2024 Haziran E-Bülteni

Ana Sayfa | Tüm Kategoriler
 
 
  • 2024 HAZİRAN BÜLTENİ
  •  
  • - Türkiye’nin Mavi Bayrak Sayısı 612’ye Ulaştı

Danimarka’nın, Kopenhag şehri merkezli Uluslararası Çevre Eğitim Vakfı (FEE) koordinasyonu ile 1985 yılından beri yürütülen Mavi Bayrak programının 2024 yılı sonuçları açıklandı.

Yapılan açıklamadaki bilgilere göre program kapsamında bu yıl 30’u Avrupa kıtasında yer alan 51 ülkedeki plaj, marina ve özel tekneler için toplamda 5115 adet Mavi Bayrak eko-etiketi sağlandı.

Bu eko-etiketlerin 4.242 adedi plajlar, 732 adedi marinalar ve 141 adedi ise tekneler için verildi.

Toplam bayrak sayısına göre yapılan sıralamada Türkiye üç kategoride aldığı toplamda 612 Mavi Bayrak ile üçüncü sırada yer aldı.

İspanya 748 Mavi Bayrak ile sıralamada lider olurken, ikinci sırada ise 652 Mavi Bayrak ile Yunanistan geldi.

Türkiye’nin aldığı 612 Mavi Bayrak etiketinin 567’si plajlar, 27’si marinalar ve 18’ü tekneler için verildi.

Sağlanan malzeme:
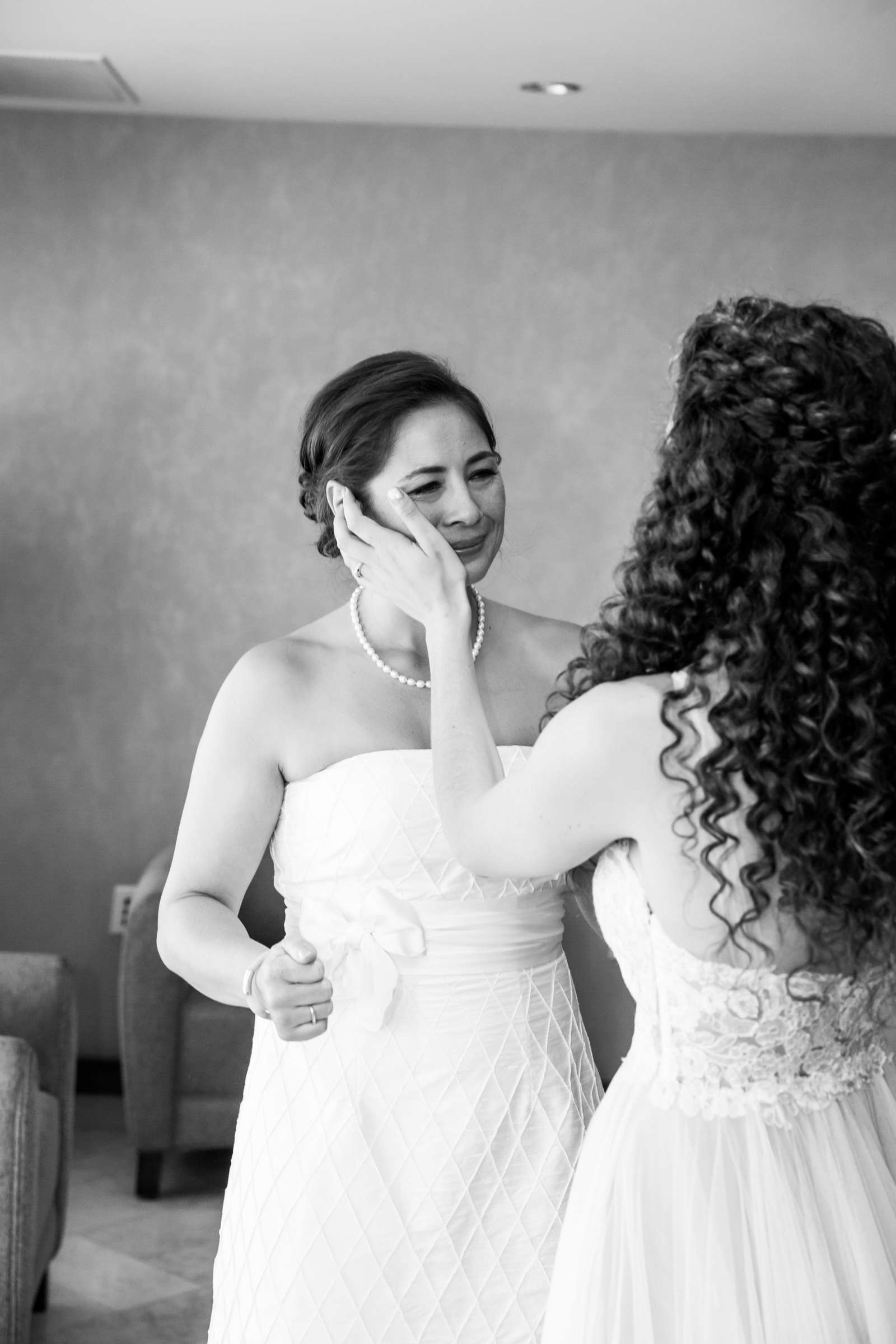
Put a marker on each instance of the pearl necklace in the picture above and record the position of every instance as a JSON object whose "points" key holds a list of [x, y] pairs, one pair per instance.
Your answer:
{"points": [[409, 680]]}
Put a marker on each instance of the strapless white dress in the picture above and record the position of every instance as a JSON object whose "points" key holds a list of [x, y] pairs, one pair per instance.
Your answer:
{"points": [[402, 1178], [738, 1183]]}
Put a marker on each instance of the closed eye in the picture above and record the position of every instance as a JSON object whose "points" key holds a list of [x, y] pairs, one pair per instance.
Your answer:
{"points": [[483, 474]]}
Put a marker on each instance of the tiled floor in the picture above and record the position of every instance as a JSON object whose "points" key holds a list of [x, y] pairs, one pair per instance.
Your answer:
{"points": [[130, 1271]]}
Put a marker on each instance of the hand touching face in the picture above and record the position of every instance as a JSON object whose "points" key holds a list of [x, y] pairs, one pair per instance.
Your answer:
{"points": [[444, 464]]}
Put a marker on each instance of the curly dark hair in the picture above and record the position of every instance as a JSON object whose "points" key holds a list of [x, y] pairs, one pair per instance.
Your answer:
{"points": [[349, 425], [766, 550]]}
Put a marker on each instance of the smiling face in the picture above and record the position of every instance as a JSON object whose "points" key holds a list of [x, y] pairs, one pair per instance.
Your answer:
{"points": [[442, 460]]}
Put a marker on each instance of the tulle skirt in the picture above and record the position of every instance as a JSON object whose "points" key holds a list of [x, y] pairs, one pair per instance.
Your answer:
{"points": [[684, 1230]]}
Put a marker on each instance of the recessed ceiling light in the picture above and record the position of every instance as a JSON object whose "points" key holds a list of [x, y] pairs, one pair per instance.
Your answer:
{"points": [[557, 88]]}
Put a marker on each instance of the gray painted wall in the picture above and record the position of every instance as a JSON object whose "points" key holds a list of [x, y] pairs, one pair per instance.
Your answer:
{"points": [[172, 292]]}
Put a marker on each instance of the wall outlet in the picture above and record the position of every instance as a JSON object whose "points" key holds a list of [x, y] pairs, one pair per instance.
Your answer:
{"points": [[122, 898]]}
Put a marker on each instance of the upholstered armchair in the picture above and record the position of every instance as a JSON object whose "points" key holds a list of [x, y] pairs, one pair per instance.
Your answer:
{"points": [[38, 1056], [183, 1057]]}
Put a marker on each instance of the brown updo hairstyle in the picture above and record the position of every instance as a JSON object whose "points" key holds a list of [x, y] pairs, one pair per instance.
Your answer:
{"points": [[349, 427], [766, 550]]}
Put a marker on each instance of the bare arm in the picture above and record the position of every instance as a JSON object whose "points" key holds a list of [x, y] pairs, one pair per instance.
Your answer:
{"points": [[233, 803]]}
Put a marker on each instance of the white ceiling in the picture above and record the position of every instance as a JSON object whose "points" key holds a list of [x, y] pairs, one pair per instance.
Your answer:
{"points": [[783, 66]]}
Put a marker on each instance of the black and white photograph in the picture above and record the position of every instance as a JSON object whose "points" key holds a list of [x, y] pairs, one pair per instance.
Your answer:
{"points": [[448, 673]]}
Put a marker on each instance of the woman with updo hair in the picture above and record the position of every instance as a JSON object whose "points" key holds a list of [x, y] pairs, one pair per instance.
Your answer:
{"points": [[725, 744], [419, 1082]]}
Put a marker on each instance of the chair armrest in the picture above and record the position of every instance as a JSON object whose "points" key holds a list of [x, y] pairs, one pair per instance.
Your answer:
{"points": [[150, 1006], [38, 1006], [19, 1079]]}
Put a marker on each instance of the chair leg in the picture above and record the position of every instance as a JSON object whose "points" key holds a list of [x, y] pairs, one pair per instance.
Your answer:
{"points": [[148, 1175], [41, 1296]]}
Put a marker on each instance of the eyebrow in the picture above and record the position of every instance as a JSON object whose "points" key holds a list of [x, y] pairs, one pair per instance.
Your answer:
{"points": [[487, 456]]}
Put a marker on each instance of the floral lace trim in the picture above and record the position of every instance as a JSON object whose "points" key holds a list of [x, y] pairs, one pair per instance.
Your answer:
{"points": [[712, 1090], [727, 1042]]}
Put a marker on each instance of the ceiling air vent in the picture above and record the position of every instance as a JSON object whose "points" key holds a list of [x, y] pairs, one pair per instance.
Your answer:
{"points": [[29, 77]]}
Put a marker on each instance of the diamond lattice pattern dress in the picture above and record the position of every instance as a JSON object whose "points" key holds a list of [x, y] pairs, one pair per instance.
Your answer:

Beklenen görev: Mavi Bayrak bülteninde "Yapılan açıklamadaki bilgilere" sözleriyle başlayıp "18’ü tekneler için verildi." sözlerine kadar, bu sözler de dahil olmak üzere uzanan bölümü birebir çıkarın.

Tamamlanan alıştırma:
Yapılan açıklamadaki bilgilere göre program kapsamında bu yıl 30’u Avrupa kıtasında yer alan 51 ülkedeki plaj, marina ve özel tekneler için toplamda 5115 adet Mavi Bayrak eko-etiketi sağlandı.

Bu eko-etiketlerin 4.242 adedi plajlar, 732 adedi marinalar ve 141 adedi ise tekneler için verildi.

Toplam bayrak sayısına göre yapılan sıralamada Türkiye üç kategoride aldığı toplamda 612 Mavi Bayrak ile üçüncü sırada yer aldı.

İspanya 748 Mavi Bayrak ile sıralamada lider olurken, ikinci sırada ise 652 Mavi Bayrak ile Yunanistan geldi.

Türkiye’nin aldığı 612 Mavi Bayrak etiketinin 567’si plajlar, 27’si marinalar ve 18’ü tekneler için verildi.